TRY IT –
Across the listing below, count the lines that mention the string "reflection". Reply with the figure only.

*** Opening GIVEN DATA ***

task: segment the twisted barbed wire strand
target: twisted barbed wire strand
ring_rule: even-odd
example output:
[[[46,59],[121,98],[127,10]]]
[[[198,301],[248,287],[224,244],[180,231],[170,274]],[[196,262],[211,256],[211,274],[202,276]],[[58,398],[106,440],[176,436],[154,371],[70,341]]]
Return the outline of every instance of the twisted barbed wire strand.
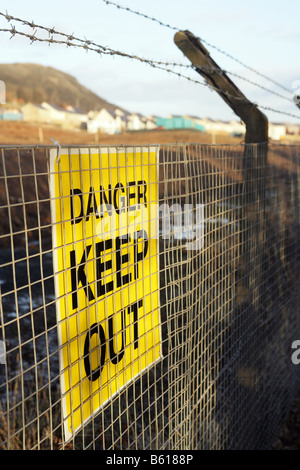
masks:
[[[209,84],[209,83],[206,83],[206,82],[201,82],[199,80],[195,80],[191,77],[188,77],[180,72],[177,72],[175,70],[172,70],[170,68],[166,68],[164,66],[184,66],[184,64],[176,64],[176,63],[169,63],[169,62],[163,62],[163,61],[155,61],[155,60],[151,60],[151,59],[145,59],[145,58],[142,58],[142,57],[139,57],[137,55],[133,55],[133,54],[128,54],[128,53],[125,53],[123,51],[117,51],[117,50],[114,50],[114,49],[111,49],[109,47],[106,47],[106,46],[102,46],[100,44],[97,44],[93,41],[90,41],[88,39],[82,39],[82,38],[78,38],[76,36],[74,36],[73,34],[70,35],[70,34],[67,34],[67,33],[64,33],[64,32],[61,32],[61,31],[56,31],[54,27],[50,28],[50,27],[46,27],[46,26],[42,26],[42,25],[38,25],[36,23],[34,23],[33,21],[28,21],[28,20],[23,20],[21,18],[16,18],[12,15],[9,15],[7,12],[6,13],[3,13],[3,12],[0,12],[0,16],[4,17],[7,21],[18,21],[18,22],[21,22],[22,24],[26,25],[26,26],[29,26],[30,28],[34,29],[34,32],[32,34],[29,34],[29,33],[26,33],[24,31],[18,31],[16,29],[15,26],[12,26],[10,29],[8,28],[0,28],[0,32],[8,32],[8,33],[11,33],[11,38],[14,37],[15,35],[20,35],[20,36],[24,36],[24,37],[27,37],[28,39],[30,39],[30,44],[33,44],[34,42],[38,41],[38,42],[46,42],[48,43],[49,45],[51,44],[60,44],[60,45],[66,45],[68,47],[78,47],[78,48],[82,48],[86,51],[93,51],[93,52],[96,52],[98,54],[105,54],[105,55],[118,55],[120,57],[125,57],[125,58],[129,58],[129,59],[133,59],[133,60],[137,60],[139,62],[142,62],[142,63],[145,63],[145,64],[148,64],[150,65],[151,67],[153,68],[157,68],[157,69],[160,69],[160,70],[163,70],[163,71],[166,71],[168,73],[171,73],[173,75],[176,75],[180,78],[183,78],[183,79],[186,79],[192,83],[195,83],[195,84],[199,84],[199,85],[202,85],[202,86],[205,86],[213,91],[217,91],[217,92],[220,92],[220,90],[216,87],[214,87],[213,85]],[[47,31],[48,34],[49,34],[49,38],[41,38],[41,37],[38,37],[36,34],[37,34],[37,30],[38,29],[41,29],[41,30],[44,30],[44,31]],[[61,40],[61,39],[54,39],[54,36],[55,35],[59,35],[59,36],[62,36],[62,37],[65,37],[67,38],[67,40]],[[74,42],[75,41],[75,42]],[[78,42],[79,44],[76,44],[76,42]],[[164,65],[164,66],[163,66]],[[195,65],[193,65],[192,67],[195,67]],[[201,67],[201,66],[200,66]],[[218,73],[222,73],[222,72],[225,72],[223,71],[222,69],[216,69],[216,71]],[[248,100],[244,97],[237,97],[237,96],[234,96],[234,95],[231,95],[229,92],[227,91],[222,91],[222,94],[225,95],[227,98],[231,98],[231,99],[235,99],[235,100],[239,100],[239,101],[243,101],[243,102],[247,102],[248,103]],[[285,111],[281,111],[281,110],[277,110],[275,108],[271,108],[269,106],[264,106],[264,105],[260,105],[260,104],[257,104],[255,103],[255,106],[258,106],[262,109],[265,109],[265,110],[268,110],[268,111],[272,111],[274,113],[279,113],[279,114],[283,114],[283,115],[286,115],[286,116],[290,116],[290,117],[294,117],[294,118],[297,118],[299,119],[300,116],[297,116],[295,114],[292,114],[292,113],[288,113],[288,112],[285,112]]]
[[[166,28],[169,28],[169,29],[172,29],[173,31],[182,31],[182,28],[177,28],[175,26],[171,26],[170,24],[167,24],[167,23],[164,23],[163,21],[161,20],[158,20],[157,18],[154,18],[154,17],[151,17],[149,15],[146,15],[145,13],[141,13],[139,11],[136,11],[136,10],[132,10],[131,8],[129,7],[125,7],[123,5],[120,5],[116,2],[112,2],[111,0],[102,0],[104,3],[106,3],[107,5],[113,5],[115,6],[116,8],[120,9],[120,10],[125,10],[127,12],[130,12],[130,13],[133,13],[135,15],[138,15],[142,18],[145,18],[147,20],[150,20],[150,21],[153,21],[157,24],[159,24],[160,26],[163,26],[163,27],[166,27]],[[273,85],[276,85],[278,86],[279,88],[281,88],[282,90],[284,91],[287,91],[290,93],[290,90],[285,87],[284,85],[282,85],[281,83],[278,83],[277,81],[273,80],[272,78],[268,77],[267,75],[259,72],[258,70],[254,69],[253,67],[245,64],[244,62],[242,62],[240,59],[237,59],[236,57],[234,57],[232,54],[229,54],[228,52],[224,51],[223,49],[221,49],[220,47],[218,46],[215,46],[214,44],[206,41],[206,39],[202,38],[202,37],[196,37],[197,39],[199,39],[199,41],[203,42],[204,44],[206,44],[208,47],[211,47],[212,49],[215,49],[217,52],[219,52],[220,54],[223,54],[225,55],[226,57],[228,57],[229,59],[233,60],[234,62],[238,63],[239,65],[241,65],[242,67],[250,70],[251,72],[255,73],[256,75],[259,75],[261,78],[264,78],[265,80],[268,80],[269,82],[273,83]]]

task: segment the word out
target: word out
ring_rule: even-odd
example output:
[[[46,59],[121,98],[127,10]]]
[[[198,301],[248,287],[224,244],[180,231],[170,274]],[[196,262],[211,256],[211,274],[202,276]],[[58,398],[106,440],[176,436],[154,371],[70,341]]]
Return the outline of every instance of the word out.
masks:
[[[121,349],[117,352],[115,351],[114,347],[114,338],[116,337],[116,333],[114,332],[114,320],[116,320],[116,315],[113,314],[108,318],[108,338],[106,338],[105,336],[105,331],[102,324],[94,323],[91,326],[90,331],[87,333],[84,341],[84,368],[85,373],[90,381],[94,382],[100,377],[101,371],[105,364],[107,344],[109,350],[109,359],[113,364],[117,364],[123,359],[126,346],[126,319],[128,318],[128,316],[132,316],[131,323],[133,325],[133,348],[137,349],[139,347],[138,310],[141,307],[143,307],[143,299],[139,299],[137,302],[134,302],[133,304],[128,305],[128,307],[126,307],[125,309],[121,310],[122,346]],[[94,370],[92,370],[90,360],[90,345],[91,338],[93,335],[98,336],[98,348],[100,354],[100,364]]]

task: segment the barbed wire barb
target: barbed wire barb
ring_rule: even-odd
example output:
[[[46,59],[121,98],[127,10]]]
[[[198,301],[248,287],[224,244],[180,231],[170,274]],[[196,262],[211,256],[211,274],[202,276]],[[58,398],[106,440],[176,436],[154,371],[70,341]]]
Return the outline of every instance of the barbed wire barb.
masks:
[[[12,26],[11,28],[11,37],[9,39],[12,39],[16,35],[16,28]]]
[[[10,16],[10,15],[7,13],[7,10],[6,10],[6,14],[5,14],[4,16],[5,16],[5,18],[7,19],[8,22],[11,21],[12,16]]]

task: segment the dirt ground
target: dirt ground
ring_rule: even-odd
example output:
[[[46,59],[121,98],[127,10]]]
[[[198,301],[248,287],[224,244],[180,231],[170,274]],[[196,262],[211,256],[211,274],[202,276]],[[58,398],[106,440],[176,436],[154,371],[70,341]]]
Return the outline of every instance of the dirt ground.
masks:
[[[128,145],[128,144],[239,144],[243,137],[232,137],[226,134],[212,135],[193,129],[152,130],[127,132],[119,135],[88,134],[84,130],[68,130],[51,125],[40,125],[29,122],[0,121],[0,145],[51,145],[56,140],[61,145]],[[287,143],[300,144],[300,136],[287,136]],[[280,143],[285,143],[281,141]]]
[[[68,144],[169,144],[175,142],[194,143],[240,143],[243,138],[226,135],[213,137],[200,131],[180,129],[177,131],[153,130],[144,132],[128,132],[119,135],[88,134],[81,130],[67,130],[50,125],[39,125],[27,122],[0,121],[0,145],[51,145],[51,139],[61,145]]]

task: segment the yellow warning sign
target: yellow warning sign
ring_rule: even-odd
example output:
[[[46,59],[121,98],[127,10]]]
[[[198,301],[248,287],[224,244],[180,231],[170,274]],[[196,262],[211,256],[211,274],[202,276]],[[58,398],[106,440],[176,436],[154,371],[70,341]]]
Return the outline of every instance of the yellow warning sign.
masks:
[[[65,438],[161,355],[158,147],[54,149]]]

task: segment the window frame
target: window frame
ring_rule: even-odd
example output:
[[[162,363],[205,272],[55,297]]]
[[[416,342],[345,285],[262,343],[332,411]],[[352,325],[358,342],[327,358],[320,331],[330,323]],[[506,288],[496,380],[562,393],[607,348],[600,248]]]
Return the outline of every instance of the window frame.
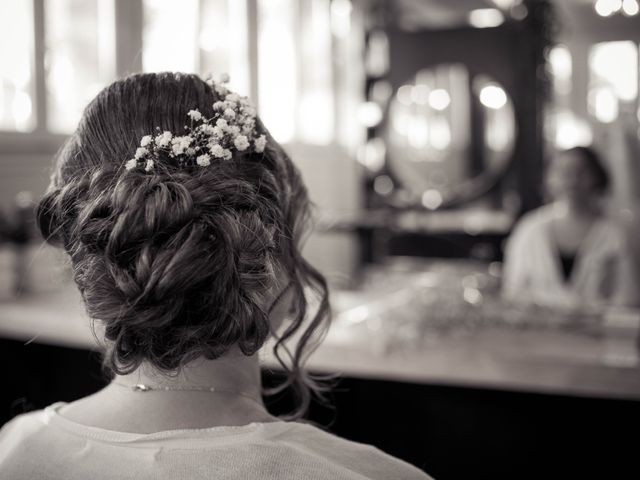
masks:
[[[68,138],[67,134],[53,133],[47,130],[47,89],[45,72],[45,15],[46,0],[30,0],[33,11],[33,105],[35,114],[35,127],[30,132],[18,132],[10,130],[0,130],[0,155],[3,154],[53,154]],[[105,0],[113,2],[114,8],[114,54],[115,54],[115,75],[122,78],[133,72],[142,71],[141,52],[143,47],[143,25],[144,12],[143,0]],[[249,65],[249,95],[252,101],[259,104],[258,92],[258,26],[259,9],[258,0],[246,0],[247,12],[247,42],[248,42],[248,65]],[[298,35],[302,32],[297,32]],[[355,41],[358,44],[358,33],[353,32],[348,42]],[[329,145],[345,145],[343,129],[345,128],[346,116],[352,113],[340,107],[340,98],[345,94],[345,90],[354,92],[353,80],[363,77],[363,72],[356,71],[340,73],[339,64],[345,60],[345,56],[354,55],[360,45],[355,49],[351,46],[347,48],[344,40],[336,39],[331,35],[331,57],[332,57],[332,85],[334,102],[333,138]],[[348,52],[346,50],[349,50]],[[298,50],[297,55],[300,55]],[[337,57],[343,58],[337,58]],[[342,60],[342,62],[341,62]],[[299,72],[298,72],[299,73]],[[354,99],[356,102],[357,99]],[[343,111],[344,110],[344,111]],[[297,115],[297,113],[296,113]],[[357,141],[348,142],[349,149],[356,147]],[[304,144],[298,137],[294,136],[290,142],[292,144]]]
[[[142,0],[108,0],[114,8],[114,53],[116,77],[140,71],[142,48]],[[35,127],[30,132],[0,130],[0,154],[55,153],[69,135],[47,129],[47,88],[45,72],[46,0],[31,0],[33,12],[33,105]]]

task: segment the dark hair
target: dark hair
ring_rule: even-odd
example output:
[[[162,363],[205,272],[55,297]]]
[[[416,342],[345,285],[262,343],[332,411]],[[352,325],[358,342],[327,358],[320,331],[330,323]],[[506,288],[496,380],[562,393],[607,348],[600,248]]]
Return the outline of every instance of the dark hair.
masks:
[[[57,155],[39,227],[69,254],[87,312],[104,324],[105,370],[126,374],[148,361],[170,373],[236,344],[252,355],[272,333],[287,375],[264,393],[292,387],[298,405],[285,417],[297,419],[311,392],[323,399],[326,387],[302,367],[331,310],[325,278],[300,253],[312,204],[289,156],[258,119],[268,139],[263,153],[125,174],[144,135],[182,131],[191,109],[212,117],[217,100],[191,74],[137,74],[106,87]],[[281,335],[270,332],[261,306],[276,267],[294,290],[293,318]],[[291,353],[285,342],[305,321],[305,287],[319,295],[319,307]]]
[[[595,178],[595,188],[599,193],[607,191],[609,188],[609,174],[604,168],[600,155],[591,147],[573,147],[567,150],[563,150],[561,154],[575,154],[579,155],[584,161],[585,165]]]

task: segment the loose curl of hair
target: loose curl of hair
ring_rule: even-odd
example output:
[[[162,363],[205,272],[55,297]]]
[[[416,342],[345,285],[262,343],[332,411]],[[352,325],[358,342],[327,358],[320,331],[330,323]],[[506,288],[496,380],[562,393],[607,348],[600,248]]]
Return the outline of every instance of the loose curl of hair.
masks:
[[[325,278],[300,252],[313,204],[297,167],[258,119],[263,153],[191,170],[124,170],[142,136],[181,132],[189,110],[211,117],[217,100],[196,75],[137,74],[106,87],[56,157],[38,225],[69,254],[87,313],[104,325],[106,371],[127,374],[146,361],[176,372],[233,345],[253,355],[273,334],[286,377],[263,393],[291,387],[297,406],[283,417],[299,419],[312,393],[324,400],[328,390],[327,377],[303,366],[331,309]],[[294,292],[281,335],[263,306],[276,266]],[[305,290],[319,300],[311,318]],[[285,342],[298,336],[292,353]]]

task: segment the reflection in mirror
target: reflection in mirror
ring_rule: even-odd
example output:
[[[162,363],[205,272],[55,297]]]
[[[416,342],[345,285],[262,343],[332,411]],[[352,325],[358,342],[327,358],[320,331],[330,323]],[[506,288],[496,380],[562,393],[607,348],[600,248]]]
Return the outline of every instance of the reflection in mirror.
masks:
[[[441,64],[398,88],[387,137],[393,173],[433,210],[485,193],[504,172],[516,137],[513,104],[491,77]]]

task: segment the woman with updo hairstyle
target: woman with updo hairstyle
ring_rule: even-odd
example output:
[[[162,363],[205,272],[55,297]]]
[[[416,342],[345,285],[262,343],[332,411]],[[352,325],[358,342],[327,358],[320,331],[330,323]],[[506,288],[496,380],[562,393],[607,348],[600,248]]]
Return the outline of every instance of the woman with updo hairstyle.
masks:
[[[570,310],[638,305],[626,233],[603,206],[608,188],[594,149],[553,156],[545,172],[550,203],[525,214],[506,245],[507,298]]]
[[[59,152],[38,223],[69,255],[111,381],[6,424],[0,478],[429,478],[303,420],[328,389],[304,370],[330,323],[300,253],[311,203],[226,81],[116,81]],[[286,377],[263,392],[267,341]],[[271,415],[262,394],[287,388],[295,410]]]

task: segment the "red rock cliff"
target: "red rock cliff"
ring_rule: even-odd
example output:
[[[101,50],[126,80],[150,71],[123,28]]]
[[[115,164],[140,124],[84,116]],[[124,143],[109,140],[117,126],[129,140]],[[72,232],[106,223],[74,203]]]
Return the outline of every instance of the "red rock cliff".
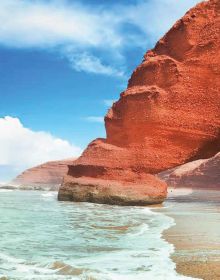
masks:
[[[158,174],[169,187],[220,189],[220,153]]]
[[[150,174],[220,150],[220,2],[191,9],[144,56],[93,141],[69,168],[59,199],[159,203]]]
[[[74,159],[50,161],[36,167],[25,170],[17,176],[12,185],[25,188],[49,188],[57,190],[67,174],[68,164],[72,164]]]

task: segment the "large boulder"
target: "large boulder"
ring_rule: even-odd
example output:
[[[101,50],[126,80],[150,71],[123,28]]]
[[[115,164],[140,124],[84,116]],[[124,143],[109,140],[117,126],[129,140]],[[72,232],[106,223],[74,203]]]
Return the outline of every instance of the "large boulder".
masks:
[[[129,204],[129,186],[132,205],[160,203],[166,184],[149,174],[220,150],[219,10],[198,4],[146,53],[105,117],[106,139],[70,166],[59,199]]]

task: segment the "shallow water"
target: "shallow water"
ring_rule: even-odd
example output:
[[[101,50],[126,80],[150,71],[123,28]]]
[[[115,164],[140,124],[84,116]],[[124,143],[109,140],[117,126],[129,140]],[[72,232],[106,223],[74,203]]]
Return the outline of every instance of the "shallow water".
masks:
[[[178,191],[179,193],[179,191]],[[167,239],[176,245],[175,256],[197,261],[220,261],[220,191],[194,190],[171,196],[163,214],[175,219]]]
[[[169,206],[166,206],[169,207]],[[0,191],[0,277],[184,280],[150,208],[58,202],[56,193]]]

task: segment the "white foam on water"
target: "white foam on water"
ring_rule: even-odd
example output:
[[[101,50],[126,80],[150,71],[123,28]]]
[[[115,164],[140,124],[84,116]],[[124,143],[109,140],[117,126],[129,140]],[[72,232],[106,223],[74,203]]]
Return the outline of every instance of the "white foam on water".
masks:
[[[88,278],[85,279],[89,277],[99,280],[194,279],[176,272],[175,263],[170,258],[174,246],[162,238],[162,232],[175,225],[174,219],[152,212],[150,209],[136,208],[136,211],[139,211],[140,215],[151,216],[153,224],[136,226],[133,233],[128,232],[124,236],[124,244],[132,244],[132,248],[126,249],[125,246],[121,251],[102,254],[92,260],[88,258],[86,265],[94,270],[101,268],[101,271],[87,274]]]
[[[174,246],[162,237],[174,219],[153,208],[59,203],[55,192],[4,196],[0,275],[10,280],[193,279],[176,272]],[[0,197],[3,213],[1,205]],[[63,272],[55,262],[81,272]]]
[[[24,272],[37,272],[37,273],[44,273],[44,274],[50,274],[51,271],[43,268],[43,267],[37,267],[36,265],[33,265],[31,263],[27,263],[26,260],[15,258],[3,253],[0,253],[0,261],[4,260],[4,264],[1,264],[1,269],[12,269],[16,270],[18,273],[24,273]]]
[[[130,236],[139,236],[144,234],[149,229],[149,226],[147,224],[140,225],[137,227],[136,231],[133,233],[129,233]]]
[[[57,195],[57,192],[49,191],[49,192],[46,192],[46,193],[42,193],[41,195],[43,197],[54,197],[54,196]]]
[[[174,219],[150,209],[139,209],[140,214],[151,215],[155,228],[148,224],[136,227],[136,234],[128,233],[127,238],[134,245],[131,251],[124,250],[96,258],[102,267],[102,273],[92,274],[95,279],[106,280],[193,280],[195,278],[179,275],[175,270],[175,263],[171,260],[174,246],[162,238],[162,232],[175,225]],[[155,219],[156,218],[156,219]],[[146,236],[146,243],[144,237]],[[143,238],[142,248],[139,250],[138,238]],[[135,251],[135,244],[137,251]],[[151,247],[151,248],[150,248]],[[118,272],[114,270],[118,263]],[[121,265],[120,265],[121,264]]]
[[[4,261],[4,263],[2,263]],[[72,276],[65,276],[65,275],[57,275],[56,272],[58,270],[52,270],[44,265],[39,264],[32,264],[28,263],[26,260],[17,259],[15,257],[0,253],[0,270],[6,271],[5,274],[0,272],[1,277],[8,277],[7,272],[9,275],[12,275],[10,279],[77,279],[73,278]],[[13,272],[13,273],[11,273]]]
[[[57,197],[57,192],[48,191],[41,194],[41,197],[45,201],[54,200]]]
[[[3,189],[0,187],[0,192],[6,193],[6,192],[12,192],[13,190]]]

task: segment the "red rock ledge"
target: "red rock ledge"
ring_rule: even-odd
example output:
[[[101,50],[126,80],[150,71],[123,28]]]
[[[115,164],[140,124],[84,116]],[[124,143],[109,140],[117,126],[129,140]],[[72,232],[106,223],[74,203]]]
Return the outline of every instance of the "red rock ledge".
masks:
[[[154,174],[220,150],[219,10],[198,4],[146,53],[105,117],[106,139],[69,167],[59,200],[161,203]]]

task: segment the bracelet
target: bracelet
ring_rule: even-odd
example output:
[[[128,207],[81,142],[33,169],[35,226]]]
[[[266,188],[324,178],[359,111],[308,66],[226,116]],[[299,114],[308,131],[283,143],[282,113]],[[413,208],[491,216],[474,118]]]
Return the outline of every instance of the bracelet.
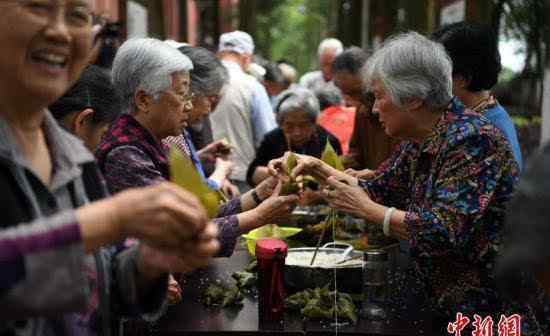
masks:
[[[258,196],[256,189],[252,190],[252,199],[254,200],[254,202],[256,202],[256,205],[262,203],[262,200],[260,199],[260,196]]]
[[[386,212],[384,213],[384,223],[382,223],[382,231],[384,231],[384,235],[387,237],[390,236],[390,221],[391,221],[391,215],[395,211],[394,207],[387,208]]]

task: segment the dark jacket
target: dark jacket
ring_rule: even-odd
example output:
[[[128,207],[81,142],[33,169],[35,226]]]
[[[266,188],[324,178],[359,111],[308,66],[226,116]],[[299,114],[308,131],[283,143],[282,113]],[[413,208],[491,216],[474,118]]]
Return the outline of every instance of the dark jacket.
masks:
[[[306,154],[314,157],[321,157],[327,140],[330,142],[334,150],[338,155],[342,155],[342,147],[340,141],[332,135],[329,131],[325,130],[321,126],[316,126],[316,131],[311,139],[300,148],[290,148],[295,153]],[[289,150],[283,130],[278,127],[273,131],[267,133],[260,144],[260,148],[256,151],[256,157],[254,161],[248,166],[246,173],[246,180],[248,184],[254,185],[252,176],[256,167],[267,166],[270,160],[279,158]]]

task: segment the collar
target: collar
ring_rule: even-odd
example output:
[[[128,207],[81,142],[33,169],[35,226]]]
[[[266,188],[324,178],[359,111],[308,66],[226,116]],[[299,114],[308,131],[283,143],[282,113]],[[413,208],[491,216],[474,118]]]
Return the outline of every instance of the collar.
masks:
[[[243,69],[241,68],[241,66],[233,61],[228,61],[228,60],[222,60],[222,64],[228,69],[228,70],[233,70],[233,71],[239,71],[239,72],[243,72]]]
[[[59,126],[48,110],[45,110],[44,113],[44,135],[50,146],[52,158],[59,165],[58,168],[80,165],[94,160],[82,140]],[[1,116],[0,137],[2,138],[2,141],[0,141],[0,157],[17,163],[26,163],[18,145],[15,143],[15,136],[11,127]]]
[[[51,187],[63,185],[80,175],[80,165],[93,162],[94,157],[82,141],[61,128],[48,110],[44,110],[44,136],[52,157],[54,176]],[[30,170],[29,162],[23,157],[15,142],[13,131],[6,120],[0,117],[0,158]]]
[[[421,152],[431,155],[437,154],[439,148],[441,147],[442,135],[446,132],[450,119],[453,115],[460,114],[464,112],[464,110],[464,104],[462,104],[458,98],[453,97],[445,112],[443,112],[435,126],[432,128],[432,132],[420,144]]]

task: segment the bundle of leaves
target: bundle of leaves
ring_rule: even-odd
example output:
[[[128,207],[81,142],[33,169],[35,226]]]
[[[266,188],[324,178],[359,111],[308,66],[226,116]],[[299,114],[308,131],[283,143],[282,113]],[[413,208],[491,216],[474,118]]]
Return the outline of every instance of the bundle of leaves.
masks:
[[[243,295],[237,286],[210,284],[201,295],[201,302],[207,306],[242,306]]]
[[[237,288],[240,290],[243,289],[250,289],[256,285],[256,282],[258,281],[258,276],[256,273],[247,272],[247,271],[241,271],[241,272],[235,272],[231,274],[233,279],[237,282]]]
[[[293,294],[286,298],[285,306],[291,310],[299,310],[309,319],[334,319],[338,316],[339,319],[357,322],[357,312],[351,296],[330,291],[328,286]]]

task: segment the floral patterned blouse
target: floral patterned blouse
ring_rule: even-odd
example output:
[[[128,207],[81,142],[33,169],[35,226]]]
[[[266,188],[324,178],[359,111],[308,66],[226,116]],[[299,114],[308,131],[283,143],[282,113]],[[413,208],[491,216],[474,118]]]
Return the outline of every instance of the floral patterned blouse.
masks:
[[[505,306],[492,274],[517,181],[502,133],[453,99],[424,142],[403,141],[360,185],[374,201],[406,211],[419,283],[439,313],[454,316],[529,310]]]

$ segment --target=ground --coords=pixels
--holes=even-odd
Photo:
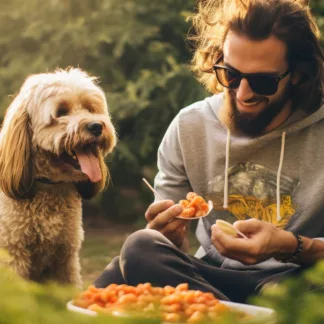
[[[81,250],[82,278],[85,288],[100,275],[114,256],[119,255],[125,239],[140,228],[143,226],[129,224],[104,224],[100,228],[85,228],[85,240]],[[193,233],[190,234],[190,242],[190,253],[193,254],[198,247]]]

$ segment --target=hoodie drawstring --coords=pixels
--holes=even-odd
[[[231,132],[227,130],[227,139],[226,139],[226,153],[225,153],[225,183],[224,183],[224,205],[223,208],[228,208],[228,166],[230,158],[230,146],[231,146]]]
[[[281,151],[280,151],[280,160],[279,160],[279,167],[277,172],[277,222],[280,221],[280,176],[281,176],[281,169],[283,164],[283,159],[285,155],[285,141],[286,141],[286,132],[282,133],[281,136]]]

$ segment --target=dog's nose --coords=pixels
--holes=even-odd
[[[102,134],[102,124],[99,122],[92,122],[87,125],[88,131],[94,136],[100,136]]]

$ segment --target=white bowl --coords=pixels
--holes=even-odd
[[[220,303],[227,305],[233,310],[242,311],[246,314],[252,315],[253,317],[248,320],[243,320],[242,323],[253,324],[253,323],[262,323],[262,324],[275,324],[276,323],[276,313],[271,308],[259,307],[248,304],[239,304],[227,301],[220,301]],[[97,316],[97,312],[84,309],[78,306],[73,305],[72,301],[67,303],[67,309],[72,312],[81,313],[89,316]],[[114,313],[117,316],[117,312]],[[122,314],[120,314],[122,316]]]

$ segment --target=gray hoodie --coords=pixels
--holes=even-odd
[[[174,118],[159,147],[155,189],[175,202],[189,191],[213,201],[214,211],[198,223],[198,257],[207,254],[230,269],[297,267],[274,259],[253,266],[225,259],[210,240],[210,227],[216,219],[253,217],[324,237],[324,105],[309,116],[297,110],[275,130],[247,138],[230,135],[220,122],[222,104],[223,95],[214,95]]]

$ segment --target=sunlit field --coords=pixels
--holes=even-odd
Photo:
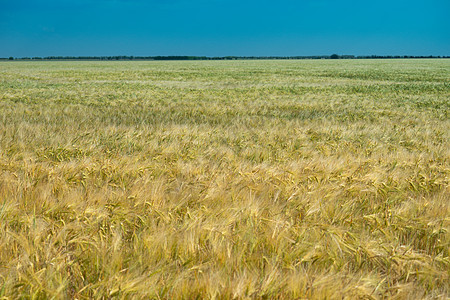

*** Closing GIVEN DATA ***

PROBLEM SOLUTION –
3